Page
# Styling of the dataframes with Logistic Regression coefficients and odds ratios for all models

@author: Caroline Gasten

The present notebook helps to visualize results obtained coefficients and odds ratios through colour-coded tables. 

In [None]:
#import packages
import pandas as pd
import os
import matplotlib
from mycolorpy import colorlist as mcp
import re
import numpy as np
import dataframe_image as dfi
from scipy.stats.distributions import chi2, t

In [None]:
#required paths
path_statistics = #path to outputs from Logistic Regression Model
path_figures = #Path to figures

In [None]:
#model specifications
study_area = ['Turkana', 'Marsabit', 'West Pokot']
DIs = ['SPI-1', 'SPI-3', 'SPI-6', 'SPI-12', 'SPEI-1', 'SPEI-3', 'SPEI-6', 'SPEI-12']
lags = [0, 1, 2, 3, 4, 5, 6, 7]
stats = ['Mean', 'Median', 'P10', 'P25', 'P75', 'P90']

In [None]:
 def significant_colouring(x):
    """
    The present function receives a value as an input and styles the corresponding cell in an html in a colour-coded way.
    """
    colours = mcp.gen_color(cmap='RdBu', n=16)
    if '*' in x:
        value = float(re.findall(r'^-?\d{1,}\.\d{1,}', x)[0])
        if value < -0.7:
            return f"background-color:{colours[0]}; color:white"
        elif value < -0.6:
            return f"background-color:{colours[1]}; color:white"
        elif value < -0.5:
            return f"background-color:{colours[2]}"

Tasks and exercises
1. Render this sentence from the notebook on styling regression tables into Spanish: "The present function receives a value as an input and styles the corresponding cell in an html in a colour-coded way."
2. Carry on the notebook on styling regression tables, picking up after its final line.

[Dataset rows]
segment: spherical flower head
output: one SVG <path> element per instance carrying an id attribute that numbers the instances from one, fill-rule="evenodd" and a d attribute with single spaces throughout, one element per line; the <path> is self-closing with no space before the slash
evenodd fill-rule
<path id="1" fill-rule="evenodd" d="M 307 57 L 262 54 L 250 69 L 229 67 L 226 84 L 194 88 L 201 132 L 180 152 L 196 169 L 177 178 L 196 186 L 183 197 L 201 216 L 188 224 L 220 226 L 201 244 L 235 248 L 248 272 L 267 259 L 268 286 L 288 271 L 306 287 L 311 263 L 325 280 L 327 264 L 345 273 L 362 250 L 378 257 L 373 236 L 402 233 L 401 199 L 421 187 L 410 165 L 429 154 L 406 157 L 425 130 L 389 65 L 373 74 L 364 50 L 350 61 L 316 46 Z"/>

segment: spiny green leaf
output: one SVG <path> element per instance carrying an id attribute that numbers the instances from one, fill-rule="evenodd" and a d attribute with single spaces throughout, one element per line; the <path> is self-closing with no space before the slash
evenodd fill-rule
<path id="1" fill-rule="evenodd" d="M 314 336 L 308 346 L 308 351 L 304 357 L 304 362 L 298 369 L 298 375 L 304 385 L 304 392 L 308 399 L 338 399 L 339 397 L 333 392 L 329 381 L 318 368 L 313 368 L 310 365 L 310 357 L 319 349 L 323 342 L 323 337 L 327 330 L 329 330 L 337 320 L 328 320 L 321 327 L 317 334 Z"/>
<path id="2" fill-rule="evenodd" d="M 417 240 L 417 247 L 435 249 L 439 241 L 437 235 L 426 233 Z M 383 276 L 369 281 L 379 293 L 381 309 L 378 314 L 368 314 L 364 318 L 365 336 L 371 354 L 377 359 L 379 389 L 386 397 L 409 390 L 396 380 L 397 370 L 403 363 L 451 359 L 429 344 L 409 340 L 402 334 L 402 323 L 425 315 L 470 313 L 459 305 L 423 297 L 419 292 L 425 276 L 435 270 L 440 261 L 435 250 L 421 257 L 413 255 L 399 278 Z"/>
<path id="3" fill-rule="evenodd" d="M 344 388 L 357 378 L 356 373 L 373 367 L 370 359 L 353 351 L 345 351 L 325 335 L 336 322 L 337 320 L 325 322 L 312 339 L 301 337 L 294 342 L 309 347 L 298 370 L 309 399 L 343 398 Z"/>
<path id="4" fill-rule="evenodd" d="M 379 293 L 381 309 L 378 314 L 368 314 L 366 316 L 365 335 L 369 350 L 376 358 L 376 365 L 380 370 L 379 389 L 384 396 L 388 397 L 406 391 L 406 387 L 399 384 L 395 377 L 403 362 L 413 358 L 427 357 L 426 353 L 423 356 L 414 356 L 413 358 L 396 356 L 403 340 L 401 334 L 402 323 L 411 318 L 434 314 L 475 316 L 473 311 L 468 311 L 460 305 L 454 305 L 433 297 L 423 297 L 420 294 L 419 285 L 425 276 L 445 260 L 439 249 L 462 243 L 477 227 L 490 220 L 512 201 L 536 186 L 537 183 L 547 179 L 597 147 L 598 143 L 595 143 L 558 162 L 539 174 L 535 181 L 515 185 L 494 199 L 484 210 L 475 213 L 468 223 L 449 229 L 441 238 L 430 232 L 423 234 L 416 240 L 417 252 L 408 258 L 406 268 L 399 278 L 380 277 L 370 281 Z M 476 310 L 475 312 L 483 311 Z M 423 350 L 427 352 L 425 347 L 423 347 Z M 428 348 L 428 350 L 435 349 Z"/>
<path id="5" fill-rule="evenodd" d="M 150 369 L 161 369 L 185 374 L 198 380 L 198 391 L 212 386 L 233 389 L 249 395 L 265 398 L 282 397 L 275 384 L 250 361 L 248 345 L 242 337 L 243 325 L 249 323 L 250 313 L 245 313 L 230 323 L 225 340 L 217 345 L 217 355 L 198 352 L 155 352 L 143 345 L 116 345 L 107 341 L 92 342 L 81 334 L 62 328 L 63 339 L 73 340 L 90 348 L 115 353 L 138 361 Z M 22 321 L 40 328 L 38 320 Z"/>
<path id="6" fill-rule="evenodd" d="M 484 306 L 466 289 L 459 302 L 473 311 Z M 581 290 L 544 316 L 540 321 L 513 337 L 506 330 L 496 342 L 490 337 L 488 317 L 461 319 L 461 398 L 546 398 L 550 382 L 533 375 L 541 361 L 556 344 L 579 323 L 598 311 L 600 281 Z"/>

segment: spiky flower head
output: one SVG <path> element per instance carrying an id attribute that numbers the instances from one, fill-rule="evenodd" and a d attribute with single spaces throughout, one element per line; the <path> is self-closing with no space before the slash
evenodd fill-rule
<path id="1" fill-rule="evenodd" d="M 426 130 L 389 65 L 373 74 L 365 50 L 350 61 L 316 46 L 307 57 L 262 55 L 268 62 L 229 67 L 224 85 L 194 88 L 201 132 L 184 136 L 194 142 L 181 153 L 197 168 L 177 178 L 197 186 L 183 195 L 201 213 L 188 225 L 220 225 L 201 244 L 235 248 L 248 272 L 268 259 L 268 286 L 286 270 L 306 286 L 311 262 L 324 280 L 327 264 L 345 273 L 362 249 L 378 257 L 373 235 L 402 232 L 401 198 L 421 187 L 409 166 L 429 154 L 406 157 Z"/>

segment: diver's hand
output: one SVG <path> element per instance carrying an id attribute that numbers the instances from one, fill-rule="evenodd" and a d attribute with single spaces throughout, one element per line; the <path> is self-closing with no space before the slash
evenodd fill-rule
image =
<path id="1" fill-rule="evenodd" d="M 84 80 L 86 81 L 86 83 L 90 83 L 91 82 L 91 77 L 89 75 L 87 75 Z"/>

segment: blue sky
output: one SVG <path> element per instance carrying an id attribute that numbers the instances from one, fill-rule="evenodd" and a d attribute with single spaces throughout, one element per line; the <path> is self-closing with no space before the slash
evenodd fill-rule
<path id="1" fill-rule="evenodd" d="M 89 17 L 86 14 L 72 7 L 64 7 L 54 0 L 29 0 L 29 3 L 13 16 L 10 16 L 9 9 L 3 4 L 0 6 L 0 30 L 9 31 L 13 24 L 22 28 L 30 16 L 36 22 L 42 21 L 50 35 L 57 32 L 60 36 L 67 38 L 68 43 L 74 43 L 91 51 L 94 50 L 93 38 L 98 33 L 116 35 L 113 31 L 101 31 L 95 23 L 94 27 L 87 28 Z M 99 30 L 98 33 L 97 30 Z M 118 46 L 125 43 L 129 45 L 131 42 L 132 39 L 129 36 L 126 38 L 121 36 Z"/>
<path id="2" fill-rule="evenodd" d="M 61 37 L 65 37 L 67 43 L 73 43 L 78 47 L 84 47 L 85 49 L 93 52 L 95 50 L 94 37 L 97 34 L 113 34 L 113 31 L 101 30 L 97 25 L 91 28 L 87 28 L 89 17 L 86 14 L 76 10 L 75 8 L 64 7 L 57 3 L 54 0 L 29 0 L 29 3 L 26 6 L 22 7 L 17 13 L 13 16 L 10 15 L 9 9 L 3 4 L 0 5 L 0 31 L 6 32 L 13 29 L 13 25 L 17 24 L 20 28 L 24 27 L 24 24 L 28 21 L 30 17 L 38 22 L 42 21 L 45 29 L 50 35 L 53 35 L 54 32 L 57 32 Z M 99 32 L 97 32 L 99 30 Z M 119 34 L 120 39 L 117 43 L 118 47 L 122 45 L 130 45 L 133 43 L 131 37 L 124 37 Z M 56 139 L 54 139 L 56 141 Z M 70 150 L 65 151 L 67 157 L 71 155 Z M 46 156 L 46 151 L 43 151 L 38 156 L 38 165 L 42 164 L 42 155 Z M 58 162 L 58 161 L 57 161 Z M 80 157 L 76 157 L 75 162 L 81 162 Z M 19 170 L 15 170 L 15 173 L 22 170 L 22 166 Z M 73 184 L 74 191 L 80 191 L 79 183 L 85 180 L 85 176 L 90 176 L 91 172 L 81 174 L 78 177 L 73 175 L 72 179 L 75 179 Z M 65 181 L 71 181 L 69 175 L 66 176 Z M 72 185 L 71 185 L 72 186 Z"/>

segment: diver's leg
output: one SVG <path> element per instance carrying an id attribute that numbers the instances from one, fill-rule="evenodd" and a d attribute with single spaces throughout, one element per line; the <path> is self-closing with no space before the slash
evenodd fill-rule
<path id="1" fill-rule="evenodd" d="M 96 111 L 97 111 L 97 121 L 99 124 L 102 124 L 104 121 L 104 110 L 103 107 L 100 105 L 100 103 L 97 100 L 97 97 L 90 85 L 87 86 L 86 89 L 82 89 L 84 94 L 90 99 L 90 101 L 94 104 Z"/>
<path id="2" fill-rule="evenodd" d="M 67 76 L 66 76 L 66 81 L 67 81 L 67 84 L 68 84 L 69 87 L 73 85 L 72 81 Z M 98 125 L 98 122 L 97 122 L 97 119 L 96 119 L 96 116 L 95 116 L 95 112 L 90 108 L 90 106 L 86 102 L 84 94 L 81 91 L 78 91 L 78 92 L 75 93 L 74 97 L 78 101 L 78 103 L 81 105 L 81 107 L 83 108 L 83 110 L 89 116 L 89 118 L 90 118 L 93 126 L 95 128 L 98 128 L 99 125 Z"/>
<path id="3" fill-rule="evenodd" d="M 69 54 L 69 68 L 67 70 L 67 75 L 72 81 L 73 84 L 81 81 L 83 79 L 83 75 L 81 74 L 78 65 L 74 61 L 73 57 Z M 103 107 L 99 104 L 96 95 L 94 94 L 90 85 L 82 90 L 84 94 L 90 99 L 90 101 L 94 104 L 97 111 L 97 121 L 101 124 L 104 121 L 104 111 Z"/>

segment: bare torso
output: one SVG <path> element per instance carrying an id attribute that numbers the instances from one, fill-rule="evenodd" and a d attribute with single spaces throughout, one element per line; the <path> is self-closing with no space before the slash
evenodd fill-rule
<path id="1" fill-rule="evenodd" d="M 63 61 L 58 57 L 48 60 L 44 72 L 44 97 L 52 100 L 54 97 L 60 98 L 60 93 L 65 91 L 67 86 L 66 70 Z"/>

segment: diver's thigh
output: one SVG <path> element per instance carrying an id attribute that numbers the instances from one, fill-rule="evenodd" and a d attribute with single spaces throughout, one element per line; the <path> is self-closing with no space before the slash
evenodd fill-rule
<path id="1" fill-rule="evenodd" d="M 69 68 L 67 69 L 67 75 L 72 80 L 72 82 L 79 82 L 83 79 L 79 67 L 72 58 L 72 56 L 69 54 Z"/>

Outputs
1. La presente función recibe un valor como entrada y da estilo a la celda correspondiente en un html con un código de colores.

2.
        elif value < -0.4:
            return f"background-color:{colours[3]}"
        elif value <-0.3:
            return f"background-color:{colours[4]}"
        elif value < -0.2:
            return f"background-color:{colours[5]}"
        elif value < -0.1:
            return f"background-color:{colours[6]}"
        elif value < 0:
            return f"background-color:{colours[7]}"
        elif value < 0.1:
            return f"background-color:{colours[8]}"
        elif value < 0.2:
            return f"background-color:{colours[9]}"
        elif value < 0.3:
            return f"background-color:{colours[10]}"
        elif value < 0.4:
            return f"background-color:{colours[11]}"
        elif value < 0.5:
            return f"background-color:{colours[12]}"
        elif value < 0.6:
            return f"background-color:{colours[13]}"
        elif value < 0.7:
            return f"background-color:{colours[14]}; color:white"
        else:
            return f"background-color:{colours[15]}; color:white"

def dataframe_styling(df, caption):
    """
    The present function receives a dataframe with coefficients as an input and styles it through referring to the colour function above and through adding asterisks for significant results
    """
    colours = mcp.gen_color(cmap='RdBu', n=15)
    
    df = df.astype('float').round(decimals=3)
    df_coeff = df.loc[:, ('coefficient')]
    df_pval = df.loc[:, ('p-value')]
    
    asterisk = df_pval.applymap(lambda x: '***' if x<0.01 else('**' if x<0.05 else ('*' if x<0.1 else '')))
    df_asterisk = df_coeff.applymap(lambda i: i if i<1000 else '{:.2e}'.format(i)).astype('str') + asterisk
    
    df_styled = df_asterisk.style.applymap(significant_colouring)\
                                .set_caption(caption)
    return df_styled

In [None]:
def odds_colouring(x):
    """
    The present function receives a value as an input and styles the corresponding cell in an html in a colour-coded way.
    """
    colours = mcp.gen_color(cmap='RdBu_r', n=16)
    if '*' in x:
        try:
            value = float(re.findall(r'^-?\d{1,}\.\d{1,}', x)[0])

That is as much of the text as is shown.